前回、後方配置ラジエター+機械式ポンプ編の最後で、 後ろからの風で水温が下がるという事実にショックを受け、 ラジエターを車両前面に移動することを柱とした改良を決意したのですが、 やろうやろう、と思っているうちに4ヶ月もの月日が流れてしまいました。
その間、ランナーを営業車にして仕事をこなしていたのですが、 そのランナーも小さなトラブルがポツポツ起きるようになり....
こういう小さなトラブルの頻発は大きなトラブルの前兆です。
やはり早いところランナーとGアクの2台体制を復活させないといけません。
 
実は、ここまでマゴマゴしていたのにはワケがあります。
ウチには前回まで使ってきたYZ250の左側ラジエターの他に、 車種不明のラウンドコアラジエターが、Gアク購入以前から転がっていたのです。
元々はFZR400に使うために解体屋で買ってきたものですが、 当のFZRはもう7,8年前に処分済みであり、ラジエターだけが使う予定も無く放置されていたのです。

目的: 上記のラジエター移設に関する本文から、「その間、ランナーを営業車にし」で始まり「実は、ここまでマゴマゴしていたのにはワケがあります。」で終わる部分を、一字一句違えずに書き写してください。

データ行:
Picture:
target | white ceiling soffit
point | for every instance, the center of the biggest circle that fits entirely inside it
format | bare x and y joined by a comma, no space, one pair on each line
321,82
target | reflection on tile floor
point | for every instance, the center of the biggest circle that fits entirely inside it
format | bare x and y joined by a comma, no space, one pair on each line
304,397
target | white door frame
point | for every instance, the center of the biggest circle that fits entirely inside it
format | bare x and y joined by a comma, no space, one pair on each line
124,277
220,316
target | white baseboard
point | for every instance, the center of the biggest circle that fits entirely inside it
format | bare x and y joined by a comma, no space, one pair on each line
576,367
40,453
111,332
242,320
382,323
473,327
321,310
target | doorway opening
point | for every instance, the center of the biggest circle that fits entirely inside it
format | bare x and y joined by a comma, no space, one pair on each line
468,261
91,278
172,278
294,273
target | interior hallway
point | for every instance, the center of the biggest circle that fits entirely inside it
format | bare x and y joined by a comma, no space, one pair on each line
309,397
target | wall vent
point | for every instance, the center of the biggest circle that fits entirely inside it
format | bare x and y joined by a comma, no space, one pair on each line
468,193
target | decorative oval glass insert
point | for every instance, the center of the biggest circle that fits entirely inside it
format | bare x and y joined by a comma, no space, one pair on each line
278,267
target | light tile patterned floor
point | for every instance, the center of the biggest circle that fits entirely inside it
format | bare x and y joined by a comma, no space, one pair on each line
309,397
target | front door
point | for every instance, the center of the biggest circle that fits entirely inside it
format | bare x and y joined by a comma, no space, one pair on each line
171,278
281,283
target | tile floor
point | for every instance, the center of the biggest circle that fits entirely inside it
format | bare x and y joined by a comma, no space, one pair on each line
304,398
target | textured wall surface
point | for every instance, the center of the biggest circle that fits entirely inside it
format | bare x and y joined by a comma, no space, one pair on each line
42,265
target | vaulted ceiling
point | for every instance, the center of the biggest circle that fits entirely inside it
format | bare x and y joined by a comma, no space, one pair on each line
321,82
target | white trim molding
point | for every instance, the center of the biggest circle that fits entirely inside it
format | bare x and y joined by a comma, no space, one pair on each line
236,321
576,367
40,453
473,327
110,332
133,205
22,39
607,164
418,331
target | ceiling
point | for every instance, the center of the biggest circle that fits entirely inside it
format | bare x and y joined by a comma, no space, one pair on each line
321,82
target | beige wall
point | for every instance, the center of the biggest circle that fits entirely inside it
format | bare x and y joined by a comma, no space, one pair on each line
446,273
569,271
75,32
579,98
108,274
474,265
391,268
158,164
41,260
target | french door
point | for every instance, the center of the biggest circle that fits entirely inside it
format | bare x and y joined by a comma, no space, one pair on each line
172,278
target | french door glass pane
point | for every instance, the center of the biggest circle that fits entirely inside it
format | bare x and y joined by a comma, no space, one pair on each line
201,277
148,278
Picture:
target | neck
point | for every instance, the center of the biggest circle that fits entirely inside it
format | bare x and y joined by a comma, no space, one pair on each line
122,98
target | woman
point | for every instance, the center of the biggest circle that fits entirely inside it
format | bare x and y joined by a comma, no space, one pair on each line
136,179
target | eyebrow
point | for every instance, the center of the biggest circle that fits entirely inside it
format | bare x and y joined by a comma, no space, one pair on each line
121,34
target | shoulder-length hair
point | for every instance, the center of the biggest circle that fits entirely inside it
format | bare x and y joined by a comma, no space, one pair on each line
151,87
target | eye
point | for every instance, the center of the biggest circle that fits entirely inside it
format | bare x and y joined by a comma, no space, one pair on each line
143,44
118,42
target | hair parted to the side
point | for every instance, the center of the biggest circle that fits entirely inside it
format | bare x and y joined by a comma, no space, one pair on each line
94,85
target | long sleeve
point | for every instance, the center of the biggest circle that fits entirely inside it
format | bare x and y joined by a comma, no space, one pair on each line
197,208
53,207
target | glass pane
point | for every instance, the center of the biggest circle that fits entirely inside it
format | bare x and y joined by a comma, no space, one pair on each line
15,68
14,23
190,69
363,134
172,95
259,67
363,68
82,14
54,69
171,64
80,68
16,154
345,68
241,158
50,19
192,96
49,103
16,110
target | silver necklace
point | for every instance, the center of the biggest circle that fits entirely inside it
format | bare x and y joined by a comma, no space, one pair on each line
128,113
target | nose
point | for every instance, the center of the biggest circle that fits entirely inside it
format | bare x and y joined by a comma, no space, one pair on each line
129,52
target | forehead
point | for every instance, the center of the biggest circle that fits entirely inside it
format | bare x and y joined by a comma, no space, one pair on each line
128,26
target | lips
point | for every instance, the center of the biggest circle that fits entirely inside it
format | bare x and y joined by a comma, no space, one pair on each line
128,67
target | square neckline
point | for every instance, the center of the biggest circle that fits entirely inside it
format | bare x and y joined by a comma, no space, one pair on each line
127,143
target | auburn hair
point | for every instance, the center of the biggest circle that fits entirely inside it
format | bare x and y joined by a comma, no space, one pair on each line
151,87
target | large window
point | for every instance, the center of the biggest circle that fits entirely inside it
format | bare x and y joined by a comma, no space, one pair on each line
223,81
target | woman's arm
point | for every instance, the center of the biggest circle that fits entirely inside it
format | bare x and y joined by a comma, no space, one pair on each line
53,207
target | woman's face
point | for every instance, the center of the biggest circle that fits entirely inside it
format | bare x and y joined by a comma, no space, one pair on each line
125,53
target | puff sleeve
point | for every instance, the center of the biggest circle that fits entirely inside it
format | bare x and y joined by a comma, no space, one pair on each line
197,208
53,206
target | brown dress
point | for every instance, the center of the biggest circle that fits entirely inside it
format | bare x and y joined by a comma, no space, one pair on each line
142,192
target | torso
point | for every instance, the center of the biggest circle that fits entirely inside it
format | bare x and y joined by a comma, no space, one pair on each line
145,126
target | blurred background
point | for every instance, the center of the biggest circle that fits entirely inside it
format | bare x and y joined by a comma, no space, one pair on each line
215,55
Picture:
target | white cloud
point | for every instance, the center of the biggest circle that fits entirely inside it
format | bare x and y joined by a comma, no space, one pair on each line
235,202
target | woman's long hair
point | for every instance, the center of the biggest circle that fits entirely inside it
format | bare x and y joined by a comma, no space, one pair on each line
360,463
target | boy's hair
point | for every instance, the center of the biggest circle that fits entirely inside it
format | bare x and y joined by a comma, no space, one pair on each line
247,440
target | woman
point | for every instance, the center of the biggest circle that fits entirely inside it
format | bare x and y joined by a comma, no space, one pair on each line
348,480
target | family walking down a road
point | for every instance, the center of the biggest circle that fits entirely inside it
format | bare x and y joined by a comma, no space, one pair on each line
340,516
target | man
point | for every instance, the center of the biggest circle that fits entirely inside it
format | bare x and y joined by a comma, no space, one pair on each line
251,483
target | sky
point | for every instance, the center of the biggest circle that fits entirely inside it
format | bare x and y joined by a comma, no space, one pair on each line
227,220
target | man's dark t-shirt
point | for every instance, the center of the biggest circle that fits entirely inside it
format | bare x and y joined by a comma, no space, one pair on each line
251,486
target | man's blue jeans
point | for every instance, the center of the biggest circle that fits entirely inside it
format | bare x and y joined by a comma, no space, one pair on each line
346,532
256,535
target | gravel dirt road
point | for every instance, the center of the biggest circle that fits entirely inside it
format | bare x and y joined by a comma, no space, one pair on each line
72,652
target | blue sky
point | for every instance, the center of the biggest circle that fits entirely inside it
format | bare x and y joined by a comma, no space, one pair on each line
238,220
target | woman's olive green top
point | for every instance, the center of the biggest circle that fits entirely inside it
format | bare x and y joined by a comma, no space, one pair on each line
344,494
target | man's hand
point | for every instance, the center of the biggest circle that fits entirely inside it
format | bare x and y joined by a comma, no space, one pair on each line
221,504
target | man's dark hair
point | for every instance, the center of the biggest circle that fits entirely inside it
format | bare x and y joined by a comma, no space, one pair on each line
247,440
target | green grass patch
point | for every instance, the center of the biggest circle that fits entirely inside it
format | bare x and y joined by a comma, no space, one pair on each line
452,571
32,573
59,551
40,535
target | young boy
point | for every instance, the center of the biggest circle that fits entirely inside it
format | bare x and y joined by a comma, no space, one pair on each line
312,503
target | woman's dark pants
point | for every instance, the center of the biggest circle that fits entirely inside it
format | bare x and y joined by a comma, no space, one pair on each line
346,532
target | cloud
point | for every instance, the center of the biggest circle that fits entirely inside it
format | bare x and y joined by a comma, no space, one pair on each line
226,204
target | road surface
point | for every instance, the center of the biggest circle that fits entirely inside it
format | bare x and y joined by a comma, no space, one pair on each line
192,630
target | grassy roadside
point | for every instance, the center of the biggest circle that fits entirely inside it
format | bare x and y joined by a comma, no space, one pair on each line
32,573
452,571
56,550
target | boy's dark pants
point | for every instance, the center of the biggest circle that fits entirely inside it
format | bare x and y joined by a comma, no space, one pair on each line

結果:
その間、ランナーを営業車にして仕事をこなしていたのですが、 そのランナーも小さなトラブルがポツポツ起きるようになり....
こういう小さなトラブルの頻発は大きなトラブルの前兆です。
やはり早いところランナーとGアクの2台体制を復活させないといけません。
 
実は、ここまでマゴマゴしていたのにはワケがあります。